Порядок выполнения >>
Какой титул получил Дадли, граф Уорик, согласно исходному фрагменту?

Сразу же после разоблачения Сомерсета, Дадли и его основные соратники присвоили себе новые титулы, значительно расширив при этом свои владения. Дадли, граф Уорик, стал теперь герцогом Нортумберлендом, Грею, маркизу Дорсету, был пожалован свободный до сих пор титул герцога Суффолка. (После смерти Чарльза Брэндона в 1545 году титул герцога Суффолка перешел к его братьям, умершим от потницы в 1551 году. Грей был женат на дочери Брэндона, Франсес, и таким образом имел право на герцогство через жену.) Казначей Полет стал графом Уилтширом, а Херберт стал маркизом Винчестером и графом Пембруком.
За всеми этими делами: лихорадочным наращиванием армии, страхами перед возникновением антиправительственных заговоров, а также присвоением себе новых титулов и званий — Марию с ее мессами почти забыли. В конце года до принцессы дошел слух, что может быть предпринята попытка насильно насадить в ее доме англиканскую литургию, но пока все было тихо. Весной 1552 года Рочестера, Уолгрейва и Инглфилда без шума выпустили из-под стражи и позволили вернуться к ней на службу. С тех пор о Марии вспоминали на Совете лишь эпизодически, да и то по рутинным вопросам. В одном случае это было связано со сменой ее четырех особняков — Сент-Осай, Малый Клафтон, Большой Клафтон и Уилли — на другие. Смена имела смысл, поскольку Сент-Осай находился в Блекуотере, графство Эссекс, который был к морю даже ближе, чем Вудхем-Уолтер. В другой раз были посланы деньги на ремонт владений принцессы, пострадавших от наводнения («пришедших в упадок от неистовства воды»).

Записи >>
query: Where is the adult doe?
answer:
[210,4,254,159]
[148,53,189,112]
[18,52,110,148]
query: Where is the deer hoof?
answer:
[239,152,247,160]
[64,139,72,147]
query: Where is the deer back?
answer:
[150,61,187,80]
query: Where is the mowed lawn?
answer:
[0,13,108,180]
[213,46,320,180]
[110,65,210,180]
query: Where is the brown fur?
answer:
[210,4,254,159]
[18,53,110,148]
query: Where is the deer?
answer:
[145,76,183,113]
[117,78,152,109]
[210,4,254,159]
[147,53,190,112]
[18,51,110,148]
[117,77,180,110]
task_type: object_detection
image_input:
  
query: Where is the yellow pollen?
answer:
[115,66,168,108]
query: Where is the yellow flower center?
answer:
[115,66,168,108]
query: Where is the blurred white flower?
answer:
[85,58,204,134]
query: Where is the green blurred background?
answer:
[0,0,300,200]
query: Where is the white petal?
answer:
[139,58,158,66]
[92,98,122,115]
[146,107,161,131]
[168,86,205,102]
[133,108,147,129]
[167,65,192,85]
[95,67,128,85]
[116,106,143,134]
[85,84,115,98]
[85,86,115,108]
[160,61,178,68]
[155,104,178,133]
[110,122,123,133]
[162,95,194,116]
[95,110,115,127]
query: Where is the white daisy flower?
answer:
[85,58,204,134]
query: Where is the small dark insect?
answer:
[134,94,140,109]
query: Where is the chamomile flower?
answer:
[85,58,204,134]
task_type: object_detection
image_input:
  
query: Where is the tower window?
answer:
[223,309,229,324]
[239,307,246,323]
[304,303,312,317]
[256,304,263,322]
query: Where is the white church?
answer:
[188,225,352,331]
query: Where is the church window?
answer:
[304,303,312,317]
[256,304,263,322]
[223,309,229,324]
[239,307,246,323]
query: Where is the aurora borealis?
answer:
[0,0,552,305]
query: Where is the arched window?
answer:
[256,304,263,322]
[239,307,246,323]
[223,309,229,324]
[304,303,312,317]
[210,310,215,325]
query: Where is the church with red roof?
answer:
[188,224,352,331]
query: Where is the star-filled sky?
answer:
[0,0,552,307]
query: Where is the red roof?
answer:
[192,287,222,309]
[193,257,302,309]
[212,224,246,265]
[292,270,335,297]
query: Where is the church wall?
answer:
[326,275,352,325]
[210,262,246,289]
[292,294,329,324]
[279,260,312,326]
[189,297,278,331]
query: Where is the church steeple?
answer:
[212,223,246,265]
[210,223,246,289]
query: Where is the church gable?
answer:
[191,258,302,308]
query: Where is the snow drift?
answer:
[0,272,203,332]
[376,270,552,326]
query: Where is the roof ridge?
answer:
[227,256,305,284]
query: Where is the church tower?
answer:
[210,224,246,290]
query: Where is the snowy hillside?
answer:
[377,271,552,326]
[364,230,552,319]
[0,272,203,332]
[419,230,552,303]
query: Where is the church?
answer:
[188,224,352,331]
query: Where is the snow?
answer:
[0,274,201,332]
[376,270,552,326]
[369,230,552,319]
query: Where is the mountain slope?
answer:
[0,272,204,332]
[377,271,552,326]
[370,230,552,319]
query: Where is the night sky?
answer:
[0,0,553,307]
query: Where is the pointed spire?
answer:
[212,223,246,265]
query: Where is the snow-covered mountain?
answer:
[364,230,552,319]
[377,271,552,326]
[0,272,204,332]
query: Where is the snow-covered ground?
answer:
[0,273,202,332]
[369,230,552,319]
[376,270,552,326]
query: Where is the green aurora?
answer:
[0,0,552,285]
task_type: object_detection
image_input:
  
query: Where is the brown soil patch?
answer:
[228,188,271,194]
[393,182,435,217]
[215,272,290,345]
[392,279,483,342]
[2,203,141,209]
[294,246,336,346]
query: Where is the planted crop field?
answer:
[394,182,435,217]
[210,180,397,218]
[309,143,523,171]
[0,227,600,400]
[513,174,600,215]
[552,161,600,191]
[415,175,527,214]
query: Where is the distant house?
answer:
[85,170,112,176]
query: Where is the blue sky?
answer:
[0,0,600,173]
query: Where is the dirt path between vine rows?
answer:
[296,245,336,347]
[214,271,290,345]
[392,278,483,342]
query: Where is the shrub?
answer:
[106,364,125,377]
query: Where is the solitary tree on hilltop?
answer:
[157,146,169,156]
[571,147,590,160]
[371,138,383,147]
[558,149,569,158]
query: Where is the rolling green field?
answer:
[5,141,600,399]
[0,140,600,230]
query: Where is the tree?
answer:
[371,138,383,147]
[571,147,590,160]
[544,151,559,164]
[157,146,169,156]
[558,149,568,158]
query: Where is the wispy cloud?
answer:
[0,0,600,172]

Ответ на задание >>
Он стал герцогом Нортумберлендом.